_Problem requirements_.
Please transcribe the strawberry muffin recipe below word for word, keeping every line and punctuation mark unchanged.

_Text segment_.
Strawberries are my favorite fruits from the berry family. I enjoy them in ice cream, pies, cakes, yogurt, fruit jam, fruit juices, popsicles, etc. When I make a batch of homemade Strawberry Muffins I use my mom’s recipe. They’re easy-to-make and the muffins are moist, not dry.
You can easily double-up the ingredients listed in the recipe to make a double batch. You can freeze any leftover muffins by letting them cool to room temperature and then placing into freezer containers or freezer bags. They will keep for 3-6 months if properly frozen. Just thaw at room temperature or overnight in the refrigerator.
Mom’s Strawberry Muffins Recipe
1/3 cup butter, softened
1/2 cup granulated sugar
1 large egg
1 1/2 cups all-purpose flour
1 1/2 tsp. baking powder
1/4 tsp. salt
1/4 tsp. ground cinnamon
1/2 cup milk
3/4 cup fresh strawberries, washed, hulled and sliced
Preheat oven to 350 degrees F.

(Location labeling records)
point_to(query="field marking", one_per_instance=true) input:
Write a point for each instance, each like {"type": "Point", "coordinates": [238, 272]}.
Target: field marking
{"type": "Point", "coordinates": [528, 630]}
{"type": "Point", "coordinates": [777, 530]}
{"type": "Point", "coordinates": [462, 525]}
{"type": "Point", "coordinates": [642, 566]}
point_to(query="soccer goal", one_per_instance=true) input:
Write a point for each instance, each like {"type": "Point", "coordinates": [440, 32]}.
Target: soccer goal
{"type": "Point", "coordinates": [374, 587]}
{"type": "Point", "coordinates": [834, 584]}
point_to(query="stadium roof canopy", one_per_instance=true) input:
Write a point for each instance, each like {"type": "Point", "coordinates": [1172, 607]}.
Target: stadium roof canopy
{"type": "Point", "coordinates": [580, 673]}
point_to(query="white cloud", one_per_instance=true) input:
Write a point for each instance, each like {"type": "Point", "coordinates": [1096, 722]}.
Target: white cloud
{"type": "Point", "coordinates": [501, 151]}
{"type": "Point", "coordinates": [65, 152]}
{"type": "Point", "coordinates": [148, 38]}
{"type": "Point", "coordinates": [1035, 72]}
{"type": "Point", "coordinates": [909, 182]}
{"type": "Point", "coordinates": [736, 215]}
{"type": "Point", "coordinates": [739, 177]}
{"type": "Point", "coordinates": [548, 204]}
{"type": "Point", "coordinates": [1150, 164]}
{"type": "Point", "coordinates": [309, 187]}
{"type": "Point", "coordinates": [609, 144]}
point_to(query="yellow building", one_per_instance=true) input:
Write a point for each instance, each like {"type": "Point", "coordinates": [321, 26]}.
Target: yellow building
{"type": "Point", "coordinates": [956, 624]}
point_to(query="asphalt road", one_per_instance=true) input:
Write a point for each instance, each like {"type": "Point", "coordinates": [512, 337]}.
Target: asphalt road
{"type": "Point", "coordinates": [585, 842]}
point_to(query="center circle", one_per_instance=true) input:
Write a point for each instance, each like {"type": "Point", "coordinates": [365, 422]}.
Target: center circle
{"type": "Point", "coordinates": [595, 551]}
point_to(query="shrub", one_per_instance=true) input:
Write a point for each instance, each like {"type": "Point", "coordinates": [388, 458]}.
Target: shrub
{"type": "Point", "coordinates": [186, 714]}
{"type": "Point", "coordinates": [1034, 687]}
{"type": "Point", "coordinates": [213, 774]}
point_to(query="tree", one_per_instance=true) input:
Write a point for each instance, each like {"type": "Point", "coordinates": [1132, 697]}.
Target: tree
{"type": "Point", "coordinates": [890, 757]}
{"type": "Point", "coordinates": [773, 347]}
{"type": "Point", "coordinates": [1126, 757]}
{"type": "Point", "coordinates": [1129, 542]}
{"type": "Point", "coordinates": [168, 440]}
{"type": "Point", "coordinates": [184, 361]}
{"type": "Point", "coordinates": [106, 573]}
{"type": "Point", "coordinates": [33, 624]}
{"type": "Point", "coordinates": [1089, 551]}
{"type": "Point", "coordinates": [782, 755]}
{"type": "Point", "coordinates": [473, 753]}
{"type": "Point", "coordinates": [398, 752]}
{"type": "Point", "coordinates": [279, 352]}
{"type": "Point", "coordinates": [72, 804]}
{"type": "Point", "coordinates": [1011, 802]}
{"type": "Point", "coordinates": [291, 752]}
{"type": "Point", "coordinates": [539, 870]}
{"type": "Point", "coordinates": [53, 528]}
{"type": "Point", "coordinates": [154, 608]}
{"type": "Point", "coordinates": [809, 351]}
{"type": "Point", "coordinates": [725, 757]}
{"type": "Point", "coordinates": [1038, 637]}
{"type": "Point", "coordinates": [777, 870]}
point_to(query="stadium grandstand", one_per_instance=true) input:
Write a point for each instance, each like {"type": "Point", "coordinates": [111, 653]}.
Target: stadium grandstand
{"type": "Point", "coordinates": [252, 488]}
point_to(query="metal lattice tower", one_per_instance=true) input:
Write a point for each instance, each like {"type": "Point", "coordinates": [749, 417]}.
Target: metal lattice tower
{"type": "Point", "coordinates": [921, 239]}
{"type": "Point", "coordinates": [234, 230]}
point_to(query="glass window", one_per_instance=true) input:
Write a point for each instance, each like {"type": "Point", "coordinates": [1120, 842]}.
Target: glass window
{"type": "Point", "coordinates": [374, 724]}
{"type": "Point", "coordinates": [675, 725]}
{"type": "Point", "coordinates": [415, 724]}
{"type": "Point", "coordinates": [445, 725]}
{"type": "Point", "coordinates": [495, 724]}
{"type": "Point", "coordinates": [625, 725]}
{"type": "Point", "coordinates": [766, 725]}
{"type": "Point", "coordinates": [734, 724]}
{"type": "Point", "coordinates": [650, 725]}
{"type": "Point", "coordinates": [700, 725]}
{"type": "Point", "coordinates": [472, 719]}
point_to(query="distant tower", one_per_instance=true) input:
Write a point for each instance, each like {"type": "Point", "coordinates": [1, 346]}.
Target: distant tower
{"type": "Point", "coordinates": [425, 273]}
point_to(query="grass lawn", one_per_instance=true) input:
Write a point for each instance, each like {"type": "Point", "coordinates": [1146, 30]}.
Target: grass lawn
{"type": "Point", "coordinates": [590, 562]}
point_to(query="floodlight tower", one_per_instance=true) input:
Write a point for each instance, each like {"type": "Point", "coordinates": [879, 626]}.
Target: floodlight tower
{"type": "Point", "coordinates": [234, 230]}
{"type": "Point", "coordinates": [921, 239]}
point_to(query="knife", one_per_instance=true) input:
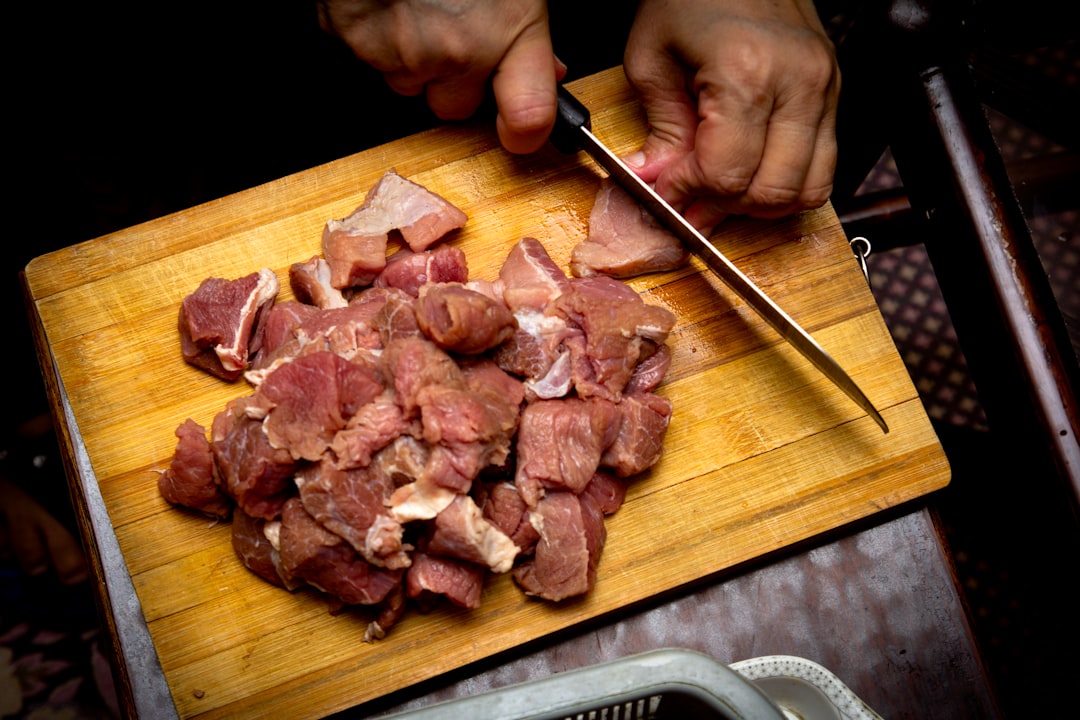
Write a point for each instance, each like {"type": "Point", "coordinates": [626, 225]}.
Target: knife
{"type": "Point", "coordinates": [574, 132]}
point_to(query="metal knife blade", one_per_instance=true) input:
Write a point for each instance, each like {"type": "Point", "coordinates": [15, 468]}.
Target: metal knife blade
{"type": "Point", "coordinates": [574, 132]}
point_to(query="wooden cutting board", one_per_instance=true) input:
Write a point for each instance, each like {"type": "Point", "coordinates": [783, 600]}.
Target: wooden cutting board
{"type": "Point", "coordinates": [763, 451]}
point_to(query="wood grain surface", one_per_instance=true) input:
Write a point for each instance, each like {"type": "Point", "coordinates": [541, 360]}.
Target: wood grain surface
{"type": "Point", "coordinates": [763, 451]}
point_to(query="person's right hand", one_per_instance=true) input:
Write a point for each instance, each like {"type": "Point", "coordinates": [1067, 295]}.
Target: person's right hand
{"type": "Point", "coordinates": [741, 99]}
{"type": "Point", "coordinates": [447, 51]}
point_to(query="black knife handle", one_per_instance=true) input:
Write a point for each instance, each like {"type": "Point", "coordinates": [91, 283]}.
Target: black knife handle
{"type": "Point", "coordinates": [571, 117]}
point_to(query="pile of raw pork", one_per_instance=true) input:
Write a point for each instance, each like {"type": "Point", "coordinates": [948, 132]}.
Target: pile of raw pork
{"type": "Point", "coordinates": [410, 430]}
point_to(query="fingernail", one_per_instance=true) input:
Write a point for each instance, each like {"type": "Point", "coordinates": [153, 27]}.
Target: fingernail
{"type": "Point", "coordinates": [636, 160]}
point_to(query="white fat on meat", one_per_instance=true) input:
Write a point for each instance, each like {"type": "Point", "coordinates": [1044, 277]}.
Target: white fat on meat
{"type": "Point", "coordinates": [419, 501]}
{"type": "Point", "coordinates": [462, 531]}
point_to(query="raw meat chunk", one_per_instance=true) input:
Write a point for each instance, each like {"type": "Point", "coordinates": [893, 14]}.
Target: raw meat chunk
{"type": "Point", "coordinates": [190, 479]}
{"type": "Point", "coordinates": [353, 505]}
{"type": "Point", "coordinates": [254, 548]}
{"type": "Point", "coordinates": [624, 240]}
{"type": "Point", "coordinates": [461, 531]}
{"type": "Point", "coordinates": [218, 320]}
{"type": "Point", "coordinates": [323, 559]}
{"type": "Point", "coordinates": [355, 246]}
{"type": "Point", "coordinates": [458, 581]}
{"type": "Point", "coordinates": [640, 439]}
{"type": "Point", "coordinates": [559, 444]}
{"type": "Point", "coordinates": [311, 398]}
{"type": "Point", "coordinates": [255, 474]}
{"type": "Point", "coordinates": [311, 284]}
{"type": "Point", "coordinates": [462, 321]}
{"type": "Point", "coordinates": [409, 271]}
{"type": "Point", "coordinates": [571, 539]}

_Expected answer_.
Strawberries are my favorite fruits from the berry family. I enjoy them in ice cream, pies, cakes, yogurt, fruit jam, fruit juices, popsicles, etc. When I make a batch of homemade Strawberry Muffins I use my mom’s recipe. They’re easy-to-make and the muffins are moist, not dry.
You can easily double-up the ingredients listed in the recipe to make a double batch. You can freeze any leftover muffins by letting them cool to room temperature and then placing into freezer containers or freezer bags. They will keep for 3-6 months if properly frozen. Just thaw at room temperature or overnight in the refrigerator.
Mom’s Strawberry Muffins Recipe
1/3 cup butter, softened
1/2 cup granulated sugar
1 large egg
1 1/2 cups all-purpose flour
1 1/2 tsp. baking powder
1/4 tsp. salt
1/4 tsp. ground cinnamon
1/2 cup milk
3/4 cup fresh strawberries, washed, hulled and sliced
Preheat oven to 350 degrees F.